Copy the lines below word for word, starting at the one containing "Pinpoint boy's neck here." and ending at the one containing "xmin=366 ymin=81 xmax=387 ymax=115". Include both of those lines and nothing outside them.

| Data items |

------------------------------

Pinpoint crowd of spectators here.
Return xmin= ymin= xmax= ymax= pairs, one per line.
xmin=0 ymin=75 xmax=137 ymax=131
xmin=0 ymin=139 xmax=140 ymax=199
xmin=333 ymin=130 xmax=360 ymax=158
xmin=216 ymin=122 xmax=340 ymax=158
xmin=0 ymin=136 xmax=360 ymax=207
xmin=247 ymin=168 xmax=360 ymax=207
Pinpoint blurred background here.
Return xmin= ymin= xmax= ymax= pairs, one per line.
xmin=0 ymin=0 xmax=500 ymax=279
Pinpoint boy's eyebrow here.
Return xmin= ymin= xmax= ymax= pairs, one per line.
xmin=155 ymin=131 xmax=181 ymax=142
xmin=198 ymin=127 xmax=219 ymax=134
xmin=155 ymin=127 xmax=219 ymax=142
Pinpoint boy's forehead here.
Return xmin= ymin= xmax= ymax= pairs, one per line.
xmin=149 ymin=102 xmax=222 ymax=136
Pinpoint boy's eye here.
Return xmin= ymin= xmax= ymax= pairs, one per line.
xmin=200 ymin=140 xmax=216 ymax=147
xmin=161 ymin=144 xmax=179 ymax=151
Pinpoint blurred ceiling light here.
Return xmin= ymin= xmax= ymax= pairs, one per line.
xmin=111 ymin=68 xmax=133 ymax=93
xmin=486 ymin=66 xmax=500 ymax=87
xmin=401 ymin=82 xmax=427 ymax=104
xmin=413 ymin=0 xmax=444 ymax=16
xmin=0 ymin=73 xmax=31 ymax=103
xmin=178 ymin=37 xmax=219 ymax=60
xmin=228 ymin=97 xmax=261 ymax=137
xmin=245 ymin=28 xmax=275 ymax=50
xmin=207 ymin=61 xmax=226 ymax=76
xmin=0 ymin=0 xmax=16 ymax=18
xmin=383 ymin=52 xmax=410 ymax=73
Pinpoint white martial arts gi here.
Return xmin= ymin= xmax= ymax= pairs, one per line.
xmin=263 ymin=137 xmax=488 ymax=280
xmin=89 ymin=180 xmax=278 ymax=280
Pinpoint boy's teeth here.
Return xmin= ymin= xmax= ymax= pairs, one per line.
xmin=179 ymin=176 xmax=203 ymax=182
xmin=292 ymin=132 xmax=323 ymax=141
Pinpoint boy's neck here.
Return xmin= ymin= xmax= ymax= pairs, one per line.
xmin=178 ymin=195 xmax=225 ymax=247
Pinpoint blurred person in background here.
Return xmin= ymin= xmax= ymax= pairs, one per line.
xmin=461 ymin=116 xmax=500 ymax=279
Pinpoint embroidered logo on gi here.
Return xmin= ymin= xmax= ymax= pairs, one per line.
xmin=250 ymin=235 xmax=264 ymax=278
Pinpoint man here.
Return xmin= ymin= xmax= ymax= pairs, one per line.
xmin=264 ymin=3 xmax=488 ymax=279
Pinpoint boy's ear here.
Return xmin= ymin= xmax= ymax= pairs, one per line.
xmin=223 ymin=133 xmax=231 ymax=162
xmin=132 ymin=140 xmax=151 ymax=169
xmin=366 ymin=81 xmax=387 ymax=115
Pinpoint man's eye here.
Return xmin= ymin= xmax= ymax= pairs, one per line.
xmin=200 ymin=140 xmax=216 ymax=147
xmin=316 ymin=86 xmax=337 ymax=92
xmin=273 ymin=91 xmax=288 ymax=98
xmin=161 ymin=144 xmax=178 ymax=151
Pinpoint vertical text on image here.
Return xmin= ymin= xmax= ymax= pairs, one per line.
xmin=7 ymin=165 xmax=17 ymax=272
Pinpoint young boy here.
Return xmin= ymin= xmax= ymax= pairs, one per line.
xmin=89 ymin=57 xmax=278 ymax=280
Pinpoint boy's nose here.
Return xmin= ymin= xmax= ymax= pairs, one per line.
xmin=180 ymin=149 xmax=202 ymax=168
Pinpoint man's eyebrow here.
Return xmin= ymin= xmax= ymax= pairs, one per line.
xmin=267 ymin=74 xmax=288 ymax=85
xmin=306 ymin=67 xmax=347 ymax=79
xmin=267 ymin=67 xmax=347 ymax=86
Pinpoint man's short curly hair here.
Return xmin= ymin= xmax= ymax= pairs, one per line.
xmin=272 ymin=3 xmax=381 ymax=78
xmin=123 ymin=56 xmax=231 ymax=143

------------------------------

| The reply |
Pinpoint boy's neck here.
Return xmin= ymin= xmax= ymax= pairs, one per line.
xmin=178 ymin=195 xmax=225 ymax=247
Pinpoint blurred person in background here.
Return xmin= ymin= xmax= ymax= pairs, one per line.
xmin=461 ymin=116 xmax=500 ymax=279
Pinpoint embroidered logo on gi here.
Return xmin= ymin= xmax= ymax= pairs, one per line.
xmin=250 ymin=235 xmax=264 ymax=278
Pinpoint man here.
Return xmin= ymin= xmax= ymax= pairs, one per line.
xmin=264 ymin=3 xmax=488 ymax=279
Pinpoint boy's ear here.
Return xmin= ymin= xmax= ymax= pairs, one per line.
xmin=223 ymin=133 xmax=231 ymax=162
xmin=132 ymin=140 xmax=151 ymax=169
xmin=366 ymin=81 xmax=387 ymax=115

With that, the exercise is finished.